▽

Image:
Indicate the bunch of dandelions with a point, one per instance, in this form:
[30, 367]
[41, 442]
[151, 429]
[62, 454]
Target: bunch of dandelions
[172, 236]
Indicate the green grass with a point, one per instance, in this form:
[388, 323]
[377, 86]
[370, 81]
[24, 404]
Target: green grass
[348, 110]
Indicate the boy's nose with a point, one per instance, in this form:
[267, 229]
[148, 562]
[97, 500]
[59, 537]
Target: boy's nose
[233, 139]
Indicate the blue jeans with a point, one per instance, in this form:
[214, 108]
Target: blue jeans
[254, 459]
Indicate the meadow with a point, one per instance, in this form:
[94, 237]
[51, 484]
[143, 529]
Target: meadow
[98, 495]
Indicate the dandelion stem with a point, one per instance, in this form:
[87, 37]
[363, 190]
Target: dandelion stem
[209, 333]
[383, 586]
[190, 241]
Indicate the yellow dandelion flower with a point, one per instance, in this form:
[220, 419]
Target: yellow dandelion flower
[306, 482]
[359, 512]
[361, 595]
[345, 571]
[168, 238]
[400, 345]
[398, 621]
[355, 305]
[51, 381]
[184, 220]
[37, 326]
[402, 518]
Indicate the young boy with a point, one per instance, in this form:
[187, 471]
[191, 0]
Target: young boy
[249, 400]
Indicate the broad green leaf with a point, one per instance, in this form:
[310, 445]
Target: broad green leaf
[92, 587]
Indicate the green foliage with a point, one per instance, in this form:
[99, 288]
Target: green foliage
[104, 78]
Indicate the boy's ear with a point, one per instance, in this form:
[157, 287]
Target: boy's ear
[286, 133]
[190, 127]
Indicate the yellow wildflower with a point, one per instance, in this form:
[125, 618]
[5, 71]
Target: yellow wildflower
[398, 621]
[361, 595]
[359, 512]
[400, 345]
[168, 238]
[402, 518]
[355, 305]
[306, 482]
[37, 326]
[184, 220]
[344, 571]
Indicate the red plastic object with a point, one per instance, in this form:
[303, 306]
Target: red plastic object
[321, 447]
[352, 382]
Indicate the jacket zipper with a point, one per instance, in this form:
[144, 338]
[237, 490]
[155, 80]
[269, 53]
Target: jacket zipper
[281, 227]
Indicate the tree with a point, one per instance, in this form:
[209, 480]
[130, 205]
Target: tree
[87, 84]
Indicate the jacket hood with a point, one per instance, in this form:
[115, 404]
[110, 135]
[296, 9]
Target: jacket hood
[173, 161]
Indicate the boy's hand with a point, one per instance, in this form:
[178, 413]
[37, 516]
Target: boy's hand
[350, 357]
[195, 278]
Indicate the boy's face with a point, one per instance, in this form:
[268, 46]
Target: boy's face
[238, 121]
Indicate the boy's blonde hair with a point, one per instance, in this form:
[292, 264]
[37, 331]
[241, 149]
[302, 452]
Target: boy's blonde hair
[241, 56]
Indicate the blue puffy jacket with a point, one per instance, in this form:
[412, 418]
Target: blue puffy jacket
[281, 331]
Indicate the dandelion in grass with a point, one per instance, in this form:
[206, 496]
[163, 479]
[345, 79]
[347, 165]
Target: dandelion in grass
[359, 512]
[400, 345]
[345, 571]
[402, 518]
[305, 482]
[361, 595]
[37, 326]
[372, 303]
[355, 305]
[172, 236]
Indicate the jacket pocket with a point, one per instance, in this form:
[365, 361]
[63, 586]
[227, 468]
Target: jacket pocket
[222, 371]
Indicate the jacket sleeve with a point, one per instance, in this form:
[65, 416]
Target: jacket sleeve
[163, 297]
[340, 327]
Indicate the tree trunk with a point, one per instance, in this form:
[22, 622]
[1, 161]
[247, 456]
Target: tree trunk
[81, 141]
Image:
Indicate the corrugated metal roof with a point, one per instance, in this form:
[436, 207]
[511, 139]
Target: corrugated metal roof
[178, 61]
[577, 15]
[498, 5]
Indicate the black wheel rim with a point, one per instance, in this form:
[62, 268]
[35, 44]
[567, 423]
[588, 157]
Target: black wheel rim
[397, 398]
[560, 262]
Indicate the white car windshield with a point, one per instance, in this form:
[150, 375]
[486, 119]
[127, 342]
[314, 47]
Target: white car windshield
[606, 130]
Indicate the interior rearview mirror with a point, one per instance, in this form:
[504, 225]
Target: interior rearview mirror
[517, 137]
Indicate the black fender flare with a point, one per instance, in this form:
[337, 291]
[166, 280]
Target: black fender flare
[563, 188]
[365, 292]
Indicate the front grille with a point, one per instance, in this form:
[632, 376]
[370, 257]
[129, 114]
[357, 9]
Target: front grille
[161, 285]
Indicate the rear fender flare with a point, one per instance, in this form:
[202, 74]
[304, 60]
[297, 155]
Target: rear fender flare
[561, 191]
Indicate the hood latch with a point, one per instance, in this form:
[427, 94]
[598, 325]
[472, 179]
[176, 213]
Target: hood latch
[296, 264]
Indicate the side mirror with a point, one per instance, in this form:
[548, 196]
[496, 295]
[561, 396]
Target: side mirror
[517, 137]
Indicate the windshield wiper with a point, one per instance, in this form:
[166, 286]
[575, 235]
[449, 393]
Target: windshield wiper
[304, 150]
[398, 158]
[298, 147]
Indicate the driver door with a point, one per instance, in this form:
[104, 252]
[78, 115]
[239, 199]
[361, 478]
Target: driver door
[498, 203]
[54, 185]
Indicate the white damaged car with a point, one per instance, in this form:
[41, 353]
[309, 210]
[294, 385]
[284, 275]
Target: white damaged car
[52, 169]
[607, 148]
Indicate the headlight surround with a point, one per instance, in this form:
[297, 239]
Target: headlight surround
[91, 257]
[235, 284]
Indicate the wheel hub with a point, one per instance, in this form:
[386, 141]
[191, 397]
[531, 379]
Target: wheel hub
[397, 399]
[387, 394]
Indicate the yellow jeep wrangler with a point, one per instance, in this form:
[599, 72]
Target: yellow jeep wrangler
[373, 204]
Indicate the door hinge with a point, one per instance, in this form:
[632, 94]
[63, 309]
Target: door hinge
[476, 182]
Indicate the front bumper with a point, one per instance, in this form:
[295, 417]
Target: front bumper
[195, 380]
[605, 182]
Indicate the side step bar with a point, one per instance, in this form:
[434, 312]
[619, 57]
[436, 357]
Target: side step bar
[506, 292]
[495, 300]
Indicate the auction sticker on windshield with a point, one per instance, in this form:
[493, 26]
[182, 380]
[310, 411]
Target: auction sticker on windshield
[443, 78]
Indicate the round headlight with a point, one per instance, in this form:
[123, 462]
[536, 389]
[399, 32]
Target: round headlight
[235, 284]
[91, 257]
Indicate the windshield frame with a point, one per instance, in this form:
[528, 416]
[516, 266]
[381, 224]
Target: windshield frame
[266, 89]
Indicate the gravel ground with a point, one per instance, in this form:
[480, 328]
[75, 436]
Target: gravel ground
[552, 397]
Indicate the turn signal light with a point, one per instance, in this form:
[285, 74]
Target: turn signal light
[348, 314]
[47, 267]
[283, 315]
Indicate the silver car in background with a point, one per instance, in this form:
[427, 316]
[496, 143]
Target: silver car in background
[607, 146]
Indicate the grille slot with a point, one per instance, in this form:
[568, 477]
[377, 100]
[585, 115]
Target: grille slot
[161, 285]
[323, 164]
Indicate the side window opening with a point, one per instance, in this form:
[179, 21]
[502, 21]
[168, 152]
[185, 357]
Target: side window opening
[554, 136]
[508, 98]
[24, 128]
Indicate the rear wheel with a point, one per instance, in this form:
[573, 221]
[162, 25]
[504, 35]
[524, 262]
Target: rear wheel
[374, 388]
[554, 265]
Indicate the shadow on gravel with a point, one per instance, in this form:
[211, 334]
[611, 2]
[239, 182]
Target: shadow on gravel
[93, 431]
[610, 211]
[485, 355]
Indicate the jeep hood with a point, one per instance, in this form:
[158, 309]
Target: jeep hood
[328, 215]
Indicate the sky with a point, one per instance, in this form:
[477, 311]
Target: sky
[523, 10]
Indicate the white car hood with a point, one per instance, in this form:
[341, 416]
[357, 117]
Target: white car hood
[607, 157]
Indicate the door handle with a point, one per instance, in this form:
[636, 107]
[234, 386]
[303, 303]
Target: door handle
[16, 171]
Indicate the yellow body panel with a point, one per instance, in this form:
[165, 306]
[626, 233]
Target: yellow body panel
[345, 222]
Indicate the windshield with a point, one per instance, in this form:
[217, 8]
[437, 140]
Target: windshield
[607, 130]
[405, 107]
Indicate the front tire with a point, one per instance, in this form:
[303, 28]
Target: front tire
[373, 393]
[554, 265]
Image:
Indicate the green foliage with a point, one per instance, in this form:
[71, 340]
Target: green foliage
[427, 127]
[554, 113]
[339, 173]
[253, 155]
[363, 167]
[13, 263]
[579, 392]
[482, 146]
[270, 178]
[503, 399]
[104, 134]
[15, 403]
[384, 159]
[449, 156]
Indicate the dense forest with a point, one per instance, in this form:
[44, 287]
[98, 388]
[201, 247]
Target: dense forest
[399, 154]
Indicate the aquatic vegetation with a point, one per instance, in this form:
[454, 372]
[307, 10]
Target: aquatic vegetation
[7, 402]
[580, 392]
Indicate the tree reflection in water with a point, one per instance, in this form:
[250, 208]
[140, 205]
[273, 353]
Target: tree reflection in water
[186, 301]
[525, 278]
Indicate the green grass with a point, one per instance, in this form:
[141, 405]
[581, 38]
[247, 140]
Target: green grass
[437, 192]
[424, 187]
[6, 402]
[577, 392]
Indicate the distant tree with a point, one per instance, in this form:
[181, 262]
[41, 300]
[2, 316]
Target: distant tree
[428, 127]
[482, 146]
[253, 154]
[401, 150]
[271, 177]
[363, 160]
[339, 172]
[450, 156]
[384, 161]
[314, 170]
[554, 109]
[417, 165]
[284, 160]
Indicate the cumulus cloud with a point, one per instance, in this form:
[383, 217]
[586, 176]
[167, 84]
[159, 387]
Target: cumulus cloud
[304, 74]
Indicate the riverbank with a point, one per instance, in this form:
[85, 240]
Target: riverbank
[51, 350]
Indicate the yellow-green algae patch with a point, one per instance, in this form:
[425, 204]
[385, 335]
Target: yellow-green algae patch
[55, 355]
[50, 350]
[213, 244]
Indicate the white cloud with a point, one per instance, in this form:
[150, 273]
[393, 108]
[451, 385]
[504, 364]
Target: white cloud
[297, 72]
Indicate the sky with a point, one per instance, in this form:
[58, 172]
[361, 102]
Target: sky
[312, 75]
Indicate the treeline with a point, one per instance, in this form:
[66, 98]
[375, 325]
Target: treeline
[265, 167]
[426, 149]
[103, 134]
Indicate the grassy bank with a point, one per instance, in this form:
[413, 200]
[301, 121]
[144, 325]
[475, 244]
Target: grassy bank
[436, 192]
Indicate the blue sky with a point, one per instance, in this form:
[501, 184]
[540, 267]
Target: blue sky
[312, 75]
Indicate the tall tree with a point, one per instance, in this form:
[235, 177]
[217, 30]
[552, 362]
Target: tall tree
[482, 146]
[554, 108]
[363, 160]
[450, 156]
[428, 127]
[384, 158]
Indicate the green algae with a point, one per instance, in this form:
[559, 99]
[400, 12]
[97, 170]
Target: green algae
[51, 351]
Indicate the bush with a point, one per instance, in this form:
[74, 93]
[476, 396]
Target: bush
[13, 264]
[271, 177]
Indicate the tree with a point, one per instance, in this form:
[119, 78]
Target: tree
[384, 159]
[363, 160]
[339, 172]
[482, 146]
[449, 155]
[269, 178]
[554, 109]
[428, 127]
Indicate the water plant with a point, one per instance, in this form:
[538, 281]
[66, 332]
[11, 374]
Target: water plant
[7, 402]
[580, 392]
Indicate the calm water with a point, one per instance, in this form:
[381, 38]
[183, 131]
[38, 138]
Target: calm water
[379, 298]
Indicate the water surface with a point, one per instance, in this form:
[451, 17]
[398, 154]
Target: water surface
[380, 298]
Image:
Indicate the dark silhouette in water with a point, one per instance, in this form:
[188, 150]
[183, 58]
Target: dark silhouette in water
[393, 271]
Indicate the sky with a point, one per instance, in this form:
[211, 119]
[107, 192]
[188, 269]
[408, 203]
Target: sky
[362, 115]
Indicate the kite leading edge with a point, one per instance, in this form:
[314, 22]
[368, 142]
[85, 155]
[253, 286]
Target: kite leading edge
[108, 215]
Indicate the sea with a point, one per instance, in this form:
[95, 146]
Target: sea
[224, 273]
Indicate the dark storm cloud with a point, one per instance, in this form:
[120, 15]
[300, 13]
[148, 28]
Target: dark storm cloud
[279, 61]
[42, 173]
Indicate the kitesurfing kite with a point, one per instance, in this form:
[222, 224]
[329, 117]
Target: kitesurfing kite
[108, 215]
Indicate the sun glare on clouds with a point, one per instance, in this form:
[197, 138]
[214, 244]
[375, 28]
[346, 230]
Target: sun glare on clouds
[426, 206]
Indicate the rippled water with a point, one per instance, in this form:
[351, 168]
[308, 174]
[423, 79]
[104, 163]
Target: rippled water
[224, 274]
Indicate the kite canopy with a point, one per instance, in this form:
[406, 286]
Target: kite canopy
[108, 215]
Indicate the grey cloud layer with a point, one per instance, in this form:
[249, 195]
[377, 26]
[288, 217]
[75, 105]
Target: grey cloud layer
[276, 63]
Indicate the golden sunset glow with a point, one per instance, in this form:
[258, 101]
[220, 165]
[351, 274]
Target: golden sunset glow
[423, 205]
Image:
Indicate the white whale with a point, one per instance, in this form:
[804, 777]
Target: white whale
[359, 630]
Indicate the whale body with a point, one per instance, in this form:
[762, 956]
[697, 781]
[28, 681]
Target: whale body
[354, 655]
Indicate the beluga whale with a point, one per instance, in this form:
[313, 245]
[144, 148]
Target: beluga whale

△

- [Aim]
Each line from the one containing "Indicate the kite leading" to the final line of the entries above must be returned exactly, and no other line may appear.

- [Task output]
Indicate the kite leading edge with a point, one per instance, in this form:
[314, 22]
[368, 142]
[85, 155]
[253, 286]
Target: kite leading edge
[108, 215]
Indicate the sea with a point, one per instance, in this form:
[95, 146]
Target: sea
[224, 273]
Indicate the dark storm cloud with a point, one per instance, in this form:
[120, 15]
[300, 13]
[148, 28]
Target: dark storm cloud
[279, 61]
[42, 173]
Indicate the kitesurfing kite with a point, one per instance, in this form:
[222, 224]
[329, 117]
Target: kitesurfing kite
[108, 215]
Indicate the sun glare on clouds with a point, one per instance, in this form:
[197, 138]
[214, 244]
[375, 28]
[346, 230]
Target: sun glare on clouds
[426, 206]
Indicate the rippled water with a point, one per instance, in this form:
[351, 168]
[308, 174]
[423, 79]
[104, 163]
Target: rippled water
[224, 274]
Indicate the kite canopy with a point, one per instance, in this form:
[406, 286]
Target: kite canopy
[108, 215]
Indicate the grey cloud layer with a point, one per instance, in this form:
[249, 195]
[377, 26]
[288, 217]
[75, 105]
Target: grey cloud layer
[276, 63]
Indicate the golden sunset glow with a point, one per instance, in this form:
[258, 101]
[220, 165]
[351, 274]
Target: golden sunset glow
[423, 205]
Image:
Indicate the white whale with a point, one per instance, in this form:
[804, 777]
Target: white whale
[359, 630]
Indicate the whale body with a point, one per instance, in this form:
[762, 956]
[697, 781]
[28, 681]
Target: whale body
[354, 655]
Indicate the beluga whale with a point, one per instance, in this form:
[313, 245]
[144, 148]
Target: beluga whale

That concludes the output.